EXERCISE: Copy the items word for word, from the line containing "Task: Where can the suv wheel" up to and including the line containing "x=306, y=325", and nothing else.

EXTRACTED ENTRIES:
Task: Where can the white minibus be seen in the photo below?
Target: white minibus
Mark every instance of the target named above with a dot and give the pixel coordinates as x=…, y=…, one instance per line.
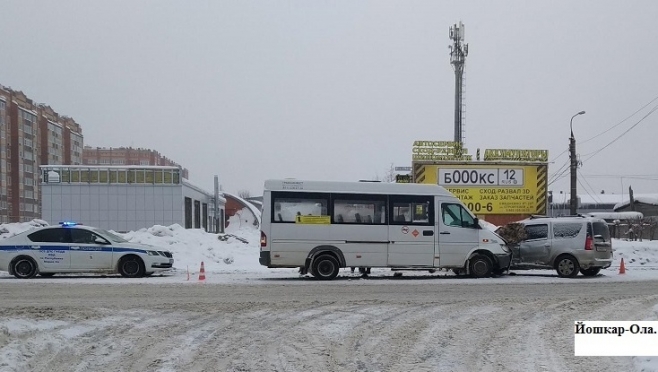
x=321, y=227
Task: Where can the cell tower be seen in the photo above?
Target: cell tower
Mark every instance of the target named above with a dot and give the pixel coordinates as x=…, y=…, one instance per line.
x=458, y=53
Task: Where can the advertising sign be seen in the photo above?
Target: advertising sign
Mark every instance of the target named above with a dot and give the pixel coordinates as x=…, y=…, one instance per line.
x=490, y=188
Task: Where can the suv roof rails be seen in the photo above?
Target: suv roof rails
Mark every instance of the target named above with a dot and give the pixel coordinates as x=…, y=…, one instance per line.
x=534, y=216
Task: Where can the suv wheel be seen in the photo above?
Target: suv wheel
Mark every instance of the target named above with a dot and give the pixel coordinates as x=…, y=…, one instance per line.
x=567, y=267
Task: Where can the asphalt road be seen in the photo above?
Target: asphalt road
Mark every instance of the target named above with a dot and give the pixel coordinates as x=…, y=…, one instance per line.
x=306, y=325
--
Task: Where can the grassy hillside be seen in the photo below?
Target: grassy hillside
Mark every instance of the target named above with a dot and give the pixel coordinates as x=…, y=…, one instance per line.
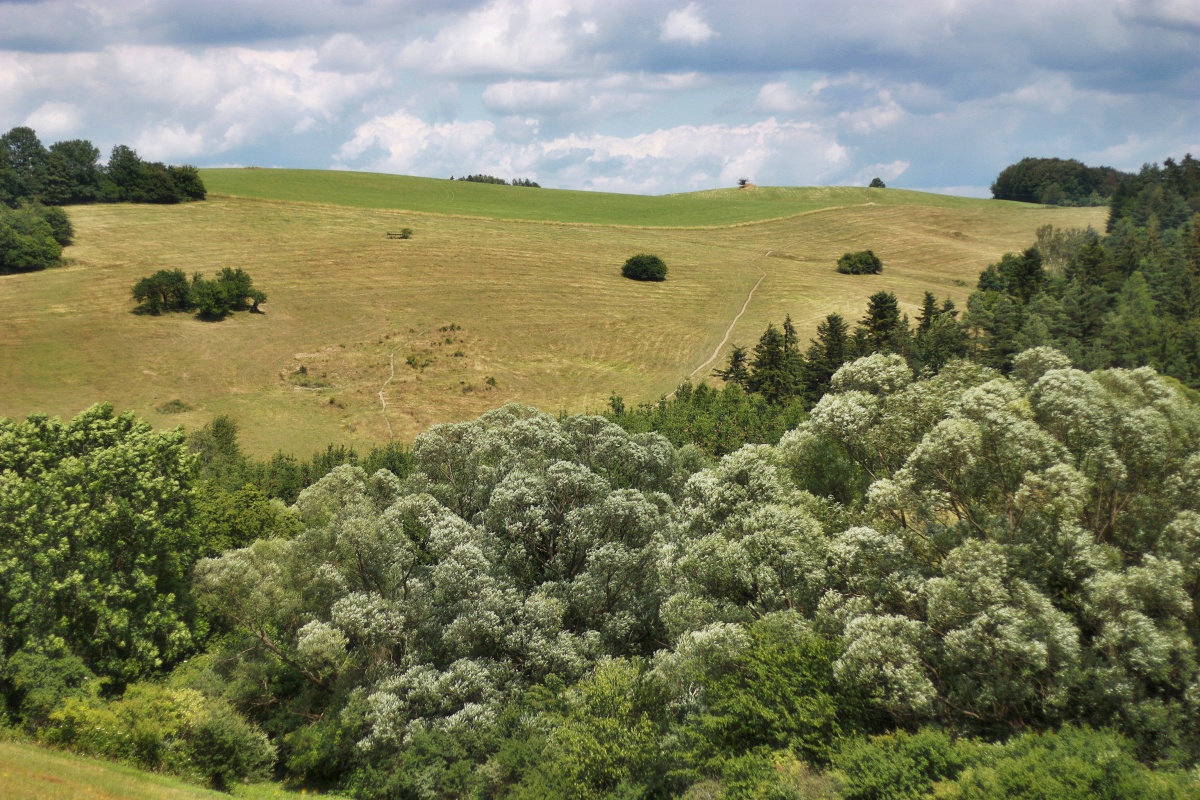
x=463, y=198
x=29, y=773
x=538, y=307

THE ANSWER:
Task: Where can the suv wheel be seen in the photo above?
Target: suv wheel
Mark every instance of the target named above with a dot and give the pixel coordinates as x=…, y=…, one instance per line.
x=567, y=267
Task: Where can the asphalt road be seen in the photo above?
Target: asphalt road
Mark every instance of the target named above with a dot and give the pixel coordinates as x=…, y=…, one instance per line.
x=306, y=325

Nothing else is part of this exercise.